WORK TO COMPLETE: Rescale the entries below, starting with the line containing "For every instance of the woman's shoulder, put" and going on through the line containing "[(383, 207)]", and reproduce only those lines, requests included. Multiply every point coordinate in the answers by 0.4 and round each to a whole number, with halves rounding up, while leaving the requests and their format instructions unchanged.

INFORMATION PROVIDED:
——————
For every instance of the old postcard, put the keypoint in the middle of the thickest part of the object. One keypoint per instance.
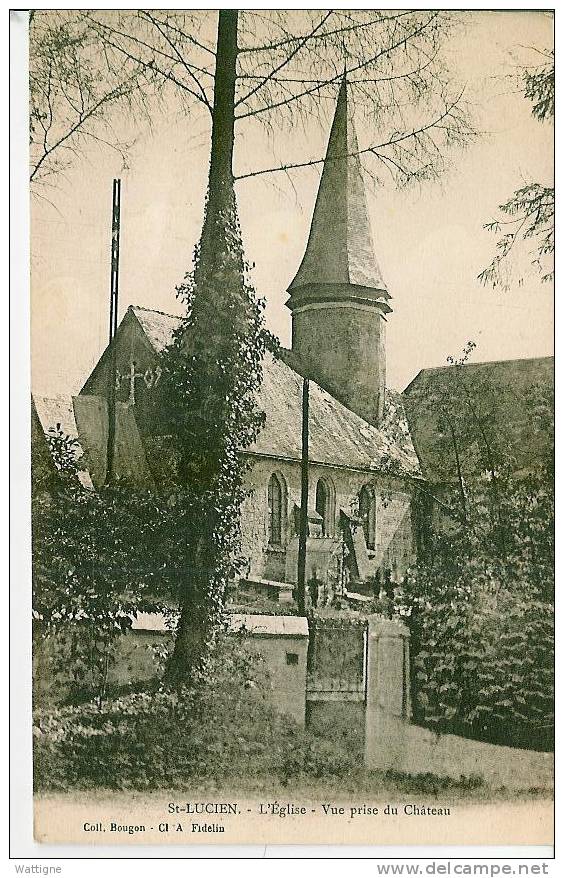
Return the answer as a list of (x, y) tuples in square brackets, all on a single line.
[(292, 425)]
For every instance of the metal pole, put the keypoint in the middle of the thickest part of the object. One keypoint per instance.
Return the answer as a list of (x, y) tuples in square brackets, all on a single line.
[(114, 282), (302, 545)]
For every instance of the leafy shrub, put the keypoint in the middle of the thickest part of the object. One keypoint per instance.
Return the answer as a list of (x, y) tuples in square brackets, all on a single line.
[(221, 727)]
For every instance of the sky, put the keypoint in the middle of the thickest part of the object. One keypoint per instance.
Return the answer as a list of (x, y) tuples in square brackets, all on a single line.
[(429, 241)]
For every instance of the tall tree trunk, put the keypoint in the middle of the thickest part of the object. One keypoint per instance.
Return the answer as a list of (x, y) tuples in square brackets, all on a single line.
[(209, 324), (220, 180)]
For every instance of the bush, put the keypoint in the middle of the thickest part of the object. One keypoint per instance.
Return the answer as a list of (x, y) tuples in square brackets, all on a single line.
[(220, 728)]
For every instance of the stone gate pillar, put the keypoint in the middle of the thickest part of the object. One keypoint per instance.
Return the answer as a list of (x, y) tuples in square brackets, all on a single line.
[(388, 707)]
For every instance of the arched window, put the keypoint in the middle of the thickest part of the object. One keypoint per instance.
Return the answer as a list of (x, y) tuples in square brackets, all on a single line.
[(276, 509), (367, 513)]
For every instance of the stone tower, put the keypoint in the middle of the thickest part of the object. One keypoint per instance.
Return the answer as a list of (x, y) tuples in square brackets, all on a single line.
[(338, 299)]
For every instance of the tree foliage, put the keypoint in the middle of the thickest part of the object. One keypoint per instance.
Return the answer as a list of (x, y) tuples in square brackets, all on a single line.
[(86, 64), (528, 216), (480, 601)]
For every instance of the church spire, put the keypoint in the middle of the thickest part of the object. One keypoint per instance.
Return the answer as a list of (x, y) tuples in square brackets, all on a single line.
[(338, 298), (340, 249)]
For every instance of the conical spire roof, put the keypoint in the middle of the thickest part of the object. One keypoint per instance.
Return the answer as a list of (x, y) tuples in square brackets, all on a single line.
[(340, 249)]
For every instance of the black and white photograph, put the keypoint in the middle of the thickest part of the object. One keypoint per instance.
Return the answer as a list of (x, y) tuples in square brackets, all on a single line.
[(292, 426)]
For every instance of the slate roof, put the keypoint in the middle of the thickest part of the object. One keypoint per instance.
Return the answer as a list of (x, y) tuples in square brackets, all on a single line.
[(340, 248), (503, 391), (338, 437)]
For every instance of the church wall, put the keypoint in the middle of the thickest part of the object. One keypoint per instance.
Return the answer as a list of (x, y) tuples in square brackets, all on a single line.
[(394, 545), (344, 348)]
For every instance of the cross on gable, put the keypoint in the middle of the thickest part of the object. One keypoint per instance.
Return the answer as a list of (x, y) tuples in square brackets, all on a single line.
[(150, 377)]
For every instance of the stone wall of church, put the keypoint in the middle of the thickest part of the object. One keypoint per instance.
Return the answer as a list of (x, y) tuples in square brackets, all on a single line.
[(394, 544)]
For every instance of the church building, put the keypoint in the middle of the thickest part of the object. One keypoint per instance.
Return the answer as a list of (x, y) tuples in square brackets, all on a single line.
[(363, 468)]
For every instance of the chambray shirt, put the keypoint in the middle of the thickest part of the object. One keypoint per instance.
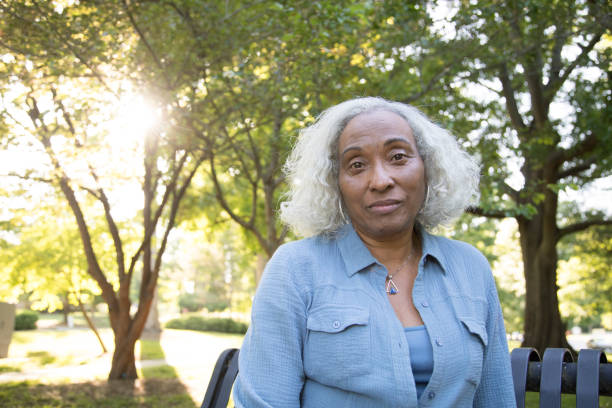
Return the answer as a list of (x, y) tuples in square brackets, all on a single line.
[(323, 333)]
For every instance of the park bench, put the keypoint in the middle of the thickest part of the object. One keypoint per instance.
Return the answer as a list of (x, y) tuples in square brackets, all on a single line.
[(551, 376)]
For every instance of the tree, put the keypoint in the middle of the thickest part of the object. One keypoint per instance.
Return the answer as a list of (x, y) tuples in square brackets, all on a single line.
[(48, 265), (542, 59), (58, 84)]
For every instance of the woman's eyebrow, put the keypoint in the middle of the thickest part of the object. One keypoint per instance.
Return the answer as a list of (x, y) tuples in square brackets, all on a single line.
[(348, 149), (396, 139)]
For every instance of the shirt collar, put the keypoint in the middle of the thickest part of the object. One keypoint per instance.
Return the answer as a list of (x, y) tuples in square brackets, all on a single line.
[(431, 248), (357, 256)]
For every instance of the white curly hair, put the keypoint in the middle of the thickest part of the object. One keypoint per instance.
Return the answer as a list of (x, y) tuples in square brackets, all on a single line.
[(314, 203)]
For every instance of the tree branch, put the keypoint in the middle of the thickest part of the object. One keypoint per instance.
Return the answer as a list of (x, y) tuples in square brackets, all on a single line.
[(555, 83), (581, 226), (511, 105), (481, 212)]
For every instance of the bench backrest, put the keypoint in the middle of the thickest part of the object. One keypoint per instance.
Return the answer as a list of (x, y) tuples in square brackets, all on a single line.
[(552, 376)]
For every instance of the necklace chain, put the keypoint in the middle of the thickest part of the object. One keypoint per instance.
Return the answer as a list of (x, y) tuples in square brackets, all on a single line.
[(390, 286)]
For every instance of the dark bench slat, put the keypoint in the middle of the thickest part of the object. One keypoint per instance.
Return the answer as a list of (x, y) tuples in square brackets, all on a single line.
[(520, 359), (587, 383), (589, 378), (222, 380)]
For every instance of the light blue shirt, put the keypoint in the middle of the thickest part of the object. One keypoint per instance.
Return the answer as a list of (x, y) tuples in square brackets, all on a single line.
[(421, 356), (323, 333)]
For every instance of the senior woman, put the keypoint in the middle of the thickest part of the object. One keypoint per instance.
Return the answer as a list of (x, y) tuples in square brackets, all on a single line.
[(371, 309)]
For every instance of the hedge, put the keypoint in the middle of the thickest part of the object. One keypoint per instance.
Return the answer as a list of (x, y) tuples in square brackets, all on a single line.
[(26, 320), (201, 323)]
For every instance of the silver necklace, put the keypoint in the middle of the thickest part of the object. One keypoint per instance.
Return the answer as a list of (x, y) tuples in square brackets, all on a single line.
[(390, 286)]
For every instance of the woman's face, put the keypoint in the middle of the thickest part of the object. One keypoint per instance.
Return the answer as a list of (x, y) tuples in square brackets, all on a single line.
[(381, 175)]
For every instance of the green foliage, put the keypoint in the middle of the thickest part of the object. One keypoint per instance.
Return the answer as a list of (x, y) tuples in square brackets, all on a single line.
[(150, 350), (585, 281), (26, 320), (162, 371), (9, 369), (201, 323), (43, 357)]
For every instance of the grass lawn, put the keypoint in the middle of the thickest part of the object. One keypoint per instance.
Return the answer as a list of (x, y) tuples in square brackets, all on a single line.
[(66, 368)]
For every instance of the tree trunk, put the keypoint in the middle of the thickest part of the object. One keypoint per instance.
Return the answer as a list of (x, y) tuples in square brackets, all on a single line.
[(543, 325), (123, 366), (262, 259), (91, 325), (152, 324)]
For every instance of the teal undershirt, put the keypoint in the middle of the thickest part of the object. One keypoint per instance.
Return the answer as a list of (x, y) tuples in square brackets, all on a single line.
[(421, 356)]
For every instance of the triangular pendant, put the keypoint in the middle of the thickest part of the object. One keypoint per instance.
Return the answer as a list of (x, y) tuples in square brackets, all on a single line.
[(390, 286)]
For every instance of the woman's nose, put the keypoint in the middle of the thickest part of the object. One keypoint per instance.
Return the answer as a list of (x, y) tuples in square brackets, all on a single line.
[(380, 178)]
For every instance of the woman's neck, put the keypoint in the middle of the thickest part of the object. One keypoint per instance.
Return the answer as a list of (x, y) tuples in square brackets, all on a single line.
[(393, 253)]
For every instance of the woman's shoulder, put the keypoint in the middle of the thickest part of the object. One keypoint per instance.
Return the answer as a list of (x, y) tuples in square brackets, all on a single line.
[(305, 247), (458, 248), (463, 260), (298, 260)]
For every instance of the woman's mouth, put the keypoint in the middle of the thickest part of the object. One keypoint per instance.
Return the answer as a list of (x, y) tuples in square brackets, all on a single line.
[(383, 207)]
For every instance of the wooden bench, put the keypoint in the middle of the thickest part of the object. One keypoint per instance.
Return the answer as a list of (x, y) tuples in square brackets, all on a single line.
[(551, 376)]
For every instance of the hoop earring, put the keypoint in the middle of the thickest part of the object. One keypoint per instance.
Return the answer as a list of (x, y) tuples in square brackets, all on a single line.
[(425, 201), (341, 211)]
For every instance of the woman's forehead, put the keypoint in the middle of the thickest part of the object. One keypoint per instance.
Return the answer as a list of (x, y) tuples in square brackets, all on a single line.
[(376, 127)]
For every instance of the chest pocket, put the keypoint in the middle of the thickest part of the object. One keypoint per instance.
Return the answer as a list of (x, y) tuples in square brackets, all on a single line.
[(476, 347), (338, 343)]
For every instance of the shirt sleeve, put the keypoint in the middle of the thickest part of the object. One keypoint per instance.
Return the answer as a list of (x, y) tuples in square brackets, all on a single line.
[(496, 386), (270, 363)]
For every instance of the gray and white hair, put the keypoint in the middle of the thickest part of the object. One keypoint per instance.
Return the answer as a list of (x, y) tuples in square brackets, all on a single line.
[(314, 203)]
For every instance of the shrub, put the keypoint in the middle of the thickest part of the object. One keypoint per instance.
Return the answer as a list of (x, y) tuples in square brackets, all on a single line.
[(201, 323), (190, 302), (26, 320)]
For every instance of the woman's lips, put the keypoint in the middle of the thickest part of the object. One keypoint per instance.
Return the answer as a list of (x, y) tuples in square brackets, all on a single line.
[(384, 206)]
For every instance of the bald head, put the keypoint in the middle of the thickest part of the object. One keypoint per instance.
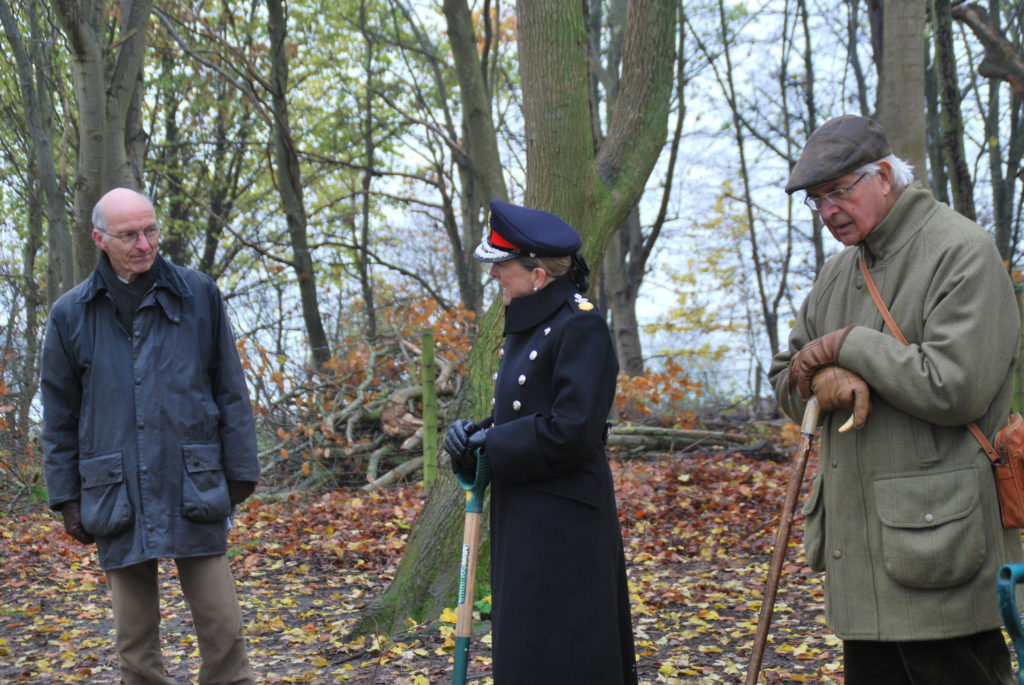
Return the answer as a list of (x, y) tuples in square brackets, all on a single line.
[(124, 225)]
——————
WRITTEN ANSWER:
For every instance of the woman's shoulder, put the keypoint in the middle of the thickest part of the object. One keypoint per instance.
Return the answer as a list of (x, y) tuples in square brackets, all on a single line.
[(122, 99), (183, 99), (185, 104), (119, 104)]
For every instance of the woman's mouth, put the keypoint in the middle of the thickest part of the object. One keypoint per instance.
Return the answer as a list of (x, y) tuples in square brackets, all on a single line.
[(153, 83)]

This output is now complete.